Extracted records:

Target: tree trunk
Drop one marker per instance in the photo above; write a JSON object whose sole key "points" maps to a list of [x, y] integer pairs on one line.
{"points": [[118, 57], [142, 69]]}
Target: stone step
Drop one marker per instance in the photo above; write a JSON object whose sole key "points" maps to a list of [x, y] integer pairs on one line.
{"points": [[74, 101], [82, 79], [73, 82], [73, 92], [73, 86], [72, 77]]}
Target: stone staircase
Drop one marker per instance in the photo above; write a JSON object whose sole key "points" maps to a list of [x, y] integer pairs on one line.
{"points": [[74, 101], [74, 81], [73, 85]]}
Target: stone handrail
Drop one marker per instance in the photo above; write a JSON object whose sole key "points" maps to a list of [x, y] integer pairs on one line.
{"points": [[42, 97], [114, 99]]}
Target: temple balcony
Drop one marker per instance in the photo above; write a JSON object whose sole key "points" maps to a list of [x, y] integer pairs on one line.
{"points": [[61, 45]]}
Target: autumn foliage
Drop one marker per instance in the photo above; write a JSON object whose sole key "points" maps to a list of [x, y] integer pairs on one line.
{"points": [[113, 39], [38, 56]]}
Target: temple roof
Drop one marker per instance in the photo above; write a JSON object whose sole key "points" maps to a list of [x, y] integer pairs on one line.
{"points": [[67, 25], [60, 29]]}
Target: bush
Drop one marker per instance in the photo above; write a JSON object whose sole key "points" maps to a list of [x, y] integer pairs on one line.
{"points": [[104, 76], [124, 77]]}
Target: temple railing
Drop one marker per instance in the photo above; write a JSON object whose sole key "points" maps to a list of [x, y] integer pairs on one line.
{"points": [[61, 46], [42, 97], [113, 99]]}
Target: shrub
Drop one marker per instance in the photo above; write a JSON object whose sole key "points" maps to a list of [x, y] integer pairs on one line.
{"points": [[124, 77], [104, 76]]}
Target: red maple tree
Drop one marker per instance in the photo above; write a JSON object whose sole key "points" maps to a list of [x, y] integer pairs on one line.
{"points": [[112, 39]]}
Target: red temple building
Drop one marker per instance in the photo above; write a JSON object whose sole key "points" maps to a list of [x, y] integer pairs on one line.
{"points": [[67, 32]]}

Task requirements: Return word for word the lines above from the line with "Target: stone step" to the line with "Target: stone staircase", including both and leaving out all others.

Result of the exercise:
Target: stone step
Drop one marker per instance in the photo above; write a JSON object whose sole key "points" maps to a list of [x, y] integer pairs on one line.
{"points": [[74, 101], [82, 79], [73, 82], [73, 92], [73, 86], [72, 77]]}
Target: stone staircase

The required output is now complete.